[Entradas guardadas]

--------------------------------------------------

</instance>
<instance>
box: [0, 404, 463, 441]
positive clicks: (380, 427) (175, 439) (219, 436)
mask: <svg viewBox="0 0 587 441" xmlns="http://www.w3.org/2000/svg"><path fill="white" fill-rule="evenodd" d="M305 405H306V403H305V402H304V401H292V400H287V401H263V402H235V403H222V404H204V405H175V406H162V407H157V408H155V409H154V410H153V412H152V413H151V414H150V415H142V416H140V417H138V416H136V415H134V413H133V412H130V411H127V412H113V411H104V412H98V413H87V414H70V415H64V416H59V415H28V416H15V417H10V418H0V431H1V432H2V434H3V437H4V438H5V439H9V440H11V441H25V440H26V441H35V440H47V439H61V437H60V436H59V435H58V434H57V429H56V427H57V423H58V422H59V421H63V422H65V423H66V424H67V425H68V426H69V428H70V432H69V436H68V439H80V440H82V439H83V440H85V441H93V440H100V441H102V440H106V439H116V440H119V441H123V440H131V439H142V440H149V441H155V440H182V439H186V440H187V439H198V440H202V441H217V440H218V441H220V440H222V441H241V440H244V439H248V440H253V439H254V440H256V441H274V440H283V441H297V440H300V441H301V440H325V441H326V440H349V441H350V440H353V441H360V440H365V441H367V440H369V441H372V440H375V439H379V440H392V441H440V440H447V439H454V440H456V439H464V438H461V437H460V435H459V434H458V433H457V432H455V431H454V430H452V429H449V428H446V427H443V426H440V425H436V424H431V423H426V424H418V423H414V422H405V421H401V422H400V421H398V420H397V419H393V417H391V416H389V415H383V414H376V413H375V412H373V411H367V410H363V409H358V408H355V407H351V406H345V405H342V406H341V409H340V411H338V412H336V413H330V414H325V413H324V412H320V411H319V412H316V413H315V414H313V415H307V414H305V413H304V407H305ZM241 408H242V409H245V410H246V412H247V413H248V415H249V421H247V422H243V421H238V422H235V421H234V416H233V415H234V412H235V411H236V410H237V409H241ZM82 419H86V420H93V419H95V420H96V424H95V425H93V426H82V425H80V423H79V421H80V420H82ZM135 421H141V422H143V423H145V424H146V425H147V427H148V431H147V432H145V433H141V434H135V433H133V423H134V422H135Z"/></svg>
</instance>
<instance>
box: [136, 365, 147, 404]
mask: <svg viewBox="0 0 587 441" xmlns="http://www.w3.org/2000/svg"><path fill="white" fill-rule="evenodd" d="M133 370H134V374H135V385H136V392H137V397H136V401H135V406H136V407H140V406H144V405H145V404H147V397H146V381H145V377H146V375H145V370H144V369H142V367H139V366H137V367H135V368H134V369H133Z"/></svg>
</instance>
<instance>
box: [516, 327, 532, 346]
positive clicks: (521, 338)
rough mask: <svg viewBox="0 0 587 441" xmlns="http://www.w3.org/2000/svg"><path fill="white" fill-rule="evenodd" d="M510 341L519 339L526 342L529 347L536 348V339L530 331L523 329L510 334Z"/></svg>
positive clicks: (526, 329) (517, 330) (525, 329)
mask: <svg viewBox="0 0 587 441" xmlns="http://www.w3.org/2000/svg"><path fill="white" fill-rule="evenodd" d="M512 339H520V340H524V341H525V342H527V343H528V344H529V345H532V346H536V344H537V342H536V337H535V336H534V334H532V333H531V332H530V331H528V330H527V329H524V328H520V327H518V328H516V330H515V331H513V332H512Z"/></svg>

--------------------------------------------------

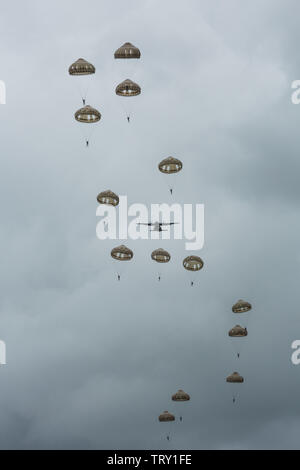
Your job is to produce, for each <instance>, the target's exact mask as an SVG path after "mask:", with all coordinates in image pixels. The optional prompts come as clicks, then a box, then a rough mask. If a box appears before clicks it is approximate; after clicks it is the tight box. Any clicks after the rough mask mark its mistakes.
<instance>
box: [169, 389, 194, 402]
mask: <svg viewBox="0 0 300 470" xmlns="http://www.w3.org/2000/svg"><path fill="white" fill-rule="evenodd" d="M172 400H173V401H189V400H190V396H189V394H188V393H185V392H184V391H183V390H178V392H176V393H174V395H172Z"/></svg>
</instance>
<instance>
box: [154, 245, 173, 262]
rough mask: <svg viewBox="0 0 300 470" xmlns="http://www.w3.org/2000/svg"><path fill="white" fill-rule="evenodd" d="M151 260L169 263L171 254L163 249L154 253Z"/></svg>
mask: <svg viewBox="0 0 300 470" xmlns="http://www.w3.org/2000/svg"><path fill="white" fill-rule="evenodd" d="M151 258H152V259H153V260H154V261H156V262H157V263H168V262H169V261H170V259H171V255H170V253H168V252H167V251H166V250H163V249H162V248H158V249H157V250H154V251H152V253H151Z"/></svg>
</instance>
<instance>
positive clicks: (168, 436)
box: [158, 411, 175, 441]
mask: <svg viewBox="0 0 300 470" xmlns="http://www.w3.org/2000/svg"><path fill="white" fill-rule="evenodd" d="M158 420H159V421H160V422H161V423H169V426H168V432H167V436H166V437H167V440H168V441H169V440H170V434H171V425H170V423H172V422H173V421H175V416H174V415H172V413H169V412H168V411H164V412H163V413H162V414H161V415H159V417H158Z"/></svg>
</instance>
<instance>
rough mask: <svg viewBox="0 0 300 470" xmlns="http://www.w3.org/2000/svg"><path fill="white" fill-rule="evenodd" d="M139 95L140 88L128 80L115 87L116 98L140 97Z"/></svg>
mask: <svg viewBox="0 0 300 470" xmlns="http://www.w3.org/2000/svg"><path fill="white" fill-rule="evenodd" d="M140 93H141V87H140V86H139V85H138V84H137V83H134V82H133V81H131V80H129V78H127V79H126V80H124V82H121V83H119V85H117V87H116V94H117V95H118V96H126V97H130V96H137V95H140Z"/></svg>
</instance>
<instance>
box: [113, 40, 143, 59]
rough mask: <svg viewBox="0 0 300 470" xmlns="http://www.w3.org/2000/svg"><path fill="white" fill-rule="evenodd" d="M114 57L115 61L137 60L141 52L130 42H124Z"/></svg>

--------------------------------------------------

_Tarea pendiente_
Enumera todas las líneas de las filas anteriores que contienen la palabra "positive", teniendo en cuenta las mayúsculas y minúsculas.

_Resultado obtenido_
positive clicks: (380, 427) (175, 439) (219, 436)
positive clicks: (521, 338)
positive clicks: (526, 329) (517, 330) (525, 329)
positive clicks: (168, 436)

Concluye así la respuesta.